• _Required work_: Put the lines of the material below into a numbered list, starting with the line that contains "target: **tree bark**" and going through the last line of the material. Leave out any blank lines.

··· Input material ···

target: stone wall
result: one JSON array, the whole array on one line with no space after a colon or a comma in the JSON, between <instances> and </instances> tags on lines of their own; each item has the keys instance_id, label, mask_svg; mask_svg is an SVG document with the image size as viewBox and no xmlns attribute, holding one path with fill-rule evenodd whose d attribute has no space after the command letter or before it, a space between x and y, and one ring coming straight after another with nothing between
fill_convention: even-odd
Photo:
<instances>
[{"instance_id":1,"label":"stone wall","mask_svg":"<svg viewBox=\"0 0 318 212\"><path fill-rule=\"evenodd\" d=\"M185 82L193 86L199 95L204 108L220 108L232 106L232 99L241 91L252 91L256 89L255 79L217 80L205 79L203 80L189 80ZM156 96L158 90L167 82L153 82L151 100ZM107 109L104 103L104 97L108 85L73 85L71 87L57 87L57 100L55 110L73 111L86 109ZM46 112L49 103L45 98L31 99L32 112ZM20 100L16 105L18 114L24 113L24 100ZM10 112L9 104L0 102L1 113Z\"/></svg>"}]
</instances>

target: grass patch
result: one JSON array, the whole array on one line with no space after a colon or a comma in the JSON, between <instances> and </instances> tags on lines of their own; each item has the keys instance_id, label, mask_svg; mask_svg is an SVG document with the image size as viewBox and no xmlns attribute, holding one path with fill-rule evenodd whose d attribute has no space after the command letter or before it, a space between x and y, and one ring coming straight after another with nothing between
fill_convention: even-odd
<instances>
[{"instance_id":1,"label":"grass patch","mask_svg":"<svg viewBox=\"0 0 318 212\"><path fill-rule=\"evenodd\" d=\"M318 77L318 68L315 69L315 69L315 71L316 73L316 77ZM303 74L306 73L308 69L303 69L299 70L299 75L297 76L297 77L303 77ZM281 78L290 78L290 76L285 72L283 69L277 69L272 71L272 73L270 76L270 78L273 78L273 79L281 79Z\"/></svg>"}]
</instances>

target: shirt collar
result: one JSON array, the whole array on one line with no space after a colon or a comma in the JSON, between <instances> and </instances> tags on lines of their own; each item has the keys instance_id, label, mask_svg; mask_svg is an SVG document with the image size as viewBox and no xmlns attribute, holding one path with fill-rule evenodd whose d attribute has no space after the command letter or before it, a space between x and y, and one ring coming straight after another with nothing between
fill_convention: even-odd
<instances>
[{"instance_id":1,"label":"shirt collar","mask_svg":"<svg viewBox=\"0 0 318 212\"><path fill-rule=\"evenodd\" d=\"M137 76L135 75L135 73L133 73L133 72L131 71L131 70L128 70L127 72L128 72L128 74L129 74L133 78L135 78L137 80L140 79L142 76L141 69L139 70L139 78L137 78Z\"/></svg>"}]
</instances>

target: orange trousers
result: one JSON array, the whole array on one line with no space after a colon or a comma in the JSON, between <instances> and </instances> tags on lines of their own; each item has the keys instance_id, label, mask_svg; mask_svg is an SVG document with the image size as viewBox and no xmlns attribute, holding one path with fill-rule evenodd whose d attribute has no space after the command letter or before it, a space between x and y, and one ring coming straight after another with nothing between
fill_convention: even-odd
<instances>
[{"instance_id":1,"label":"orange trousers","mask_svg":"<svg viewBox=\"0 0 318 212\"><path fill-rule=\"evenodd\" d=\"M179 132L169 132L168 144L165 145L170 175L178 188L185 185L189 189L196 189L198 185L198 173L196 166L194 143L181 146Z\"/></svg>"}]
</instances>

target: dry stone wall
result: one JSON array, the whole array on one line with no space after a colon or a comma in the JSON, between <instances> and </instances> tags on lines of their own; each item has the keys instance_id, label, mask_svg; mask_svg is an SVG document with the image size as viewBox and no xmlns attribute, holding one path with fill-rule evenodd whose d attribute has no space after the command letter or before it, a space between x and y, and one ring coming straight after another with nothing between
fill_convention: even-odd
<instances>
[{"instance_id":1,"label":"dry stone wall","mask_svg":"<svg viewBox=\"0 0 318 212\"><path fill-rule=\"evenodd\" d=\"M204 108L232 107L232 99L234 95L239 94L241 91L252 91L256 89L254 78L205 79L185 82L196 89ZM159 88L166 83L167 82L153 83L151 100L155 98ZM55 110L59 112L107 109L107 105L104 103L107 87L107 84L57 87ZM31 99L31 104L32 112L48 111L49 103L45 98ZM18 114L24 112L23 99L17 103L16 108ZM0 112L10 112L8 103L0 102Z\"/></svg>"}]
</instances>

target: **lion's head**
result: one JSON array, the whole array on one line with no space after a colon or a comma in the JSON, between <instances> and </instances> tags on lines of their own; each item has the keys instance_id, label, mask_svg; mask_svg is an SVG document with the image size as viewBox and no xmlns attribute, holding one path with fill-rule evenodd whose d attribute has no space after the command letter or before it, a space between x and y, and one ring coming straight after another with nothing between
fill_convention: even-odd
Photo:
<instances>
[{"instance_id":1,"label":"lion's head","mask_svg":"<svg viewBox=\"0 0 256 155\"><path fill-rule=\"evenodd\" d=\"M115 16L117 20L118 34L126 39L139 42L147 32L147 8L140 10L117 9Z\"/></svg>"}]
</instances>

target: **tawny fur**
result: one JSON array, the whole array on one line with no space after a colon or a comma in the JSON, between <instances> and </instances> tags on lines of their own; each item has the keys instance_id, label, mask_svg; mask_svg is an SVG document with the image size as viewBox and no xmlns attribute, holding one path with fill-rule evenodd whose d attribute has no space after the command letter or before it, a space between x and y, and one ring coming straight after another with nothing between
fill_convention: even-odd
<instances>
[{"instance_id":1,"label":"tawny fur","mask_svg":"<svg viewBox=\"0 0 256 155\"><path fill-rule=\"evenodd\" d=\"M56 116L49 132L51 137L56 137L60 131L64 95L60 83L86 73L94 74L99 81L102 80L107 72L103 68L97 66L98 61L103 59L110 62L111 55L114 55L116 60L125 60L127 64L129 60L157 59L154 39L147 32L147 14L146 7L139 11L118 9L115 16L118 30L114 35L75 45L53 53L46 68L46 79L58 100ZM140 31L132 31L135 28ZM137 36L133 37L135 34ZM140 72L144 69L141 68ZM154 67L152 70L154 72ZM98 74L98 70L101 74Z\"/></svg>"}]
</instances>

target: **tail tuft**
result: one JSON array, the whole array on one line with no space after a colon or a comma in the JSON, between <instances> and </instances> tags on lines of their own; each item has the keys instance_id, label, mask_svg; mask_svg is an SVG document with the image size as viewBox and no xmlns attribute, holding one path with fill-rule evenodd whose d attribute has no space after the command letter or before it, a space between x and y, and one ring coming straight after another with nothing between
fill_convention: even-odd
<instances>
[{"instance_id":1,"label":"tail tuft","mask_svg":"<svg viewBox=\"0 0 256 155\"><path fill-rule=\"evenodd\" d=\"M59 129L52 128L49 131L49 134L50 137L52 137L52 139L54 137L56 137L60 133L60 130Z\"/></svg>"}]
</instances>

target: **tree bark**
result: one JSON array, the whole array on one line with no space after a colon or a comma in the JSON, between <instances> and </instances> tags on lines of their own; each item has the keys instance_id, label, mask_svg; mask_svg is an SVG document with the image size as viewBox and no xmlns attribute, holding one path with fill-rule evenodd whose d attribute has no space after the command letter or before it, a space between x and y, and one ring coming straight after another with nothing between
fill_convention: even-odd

···

• _Solution to the problem_:
1. target: **tree bark**
2. result: one JSON array, the whole array on one line with no space after a colon or a comma in the JSON, between <instances> and </instances> tags on lines of their own; each item has the keys instance_id, label, mask_svg; mask_svg is an SVG document with the image size as viewBox and no xmlns attribute, holding one path with fill-rule evenodd whose d attribute has no space after the command letter or before it, a space between x and y, and one ring coming straight after another with nothing between
3. fill_convention: even-odd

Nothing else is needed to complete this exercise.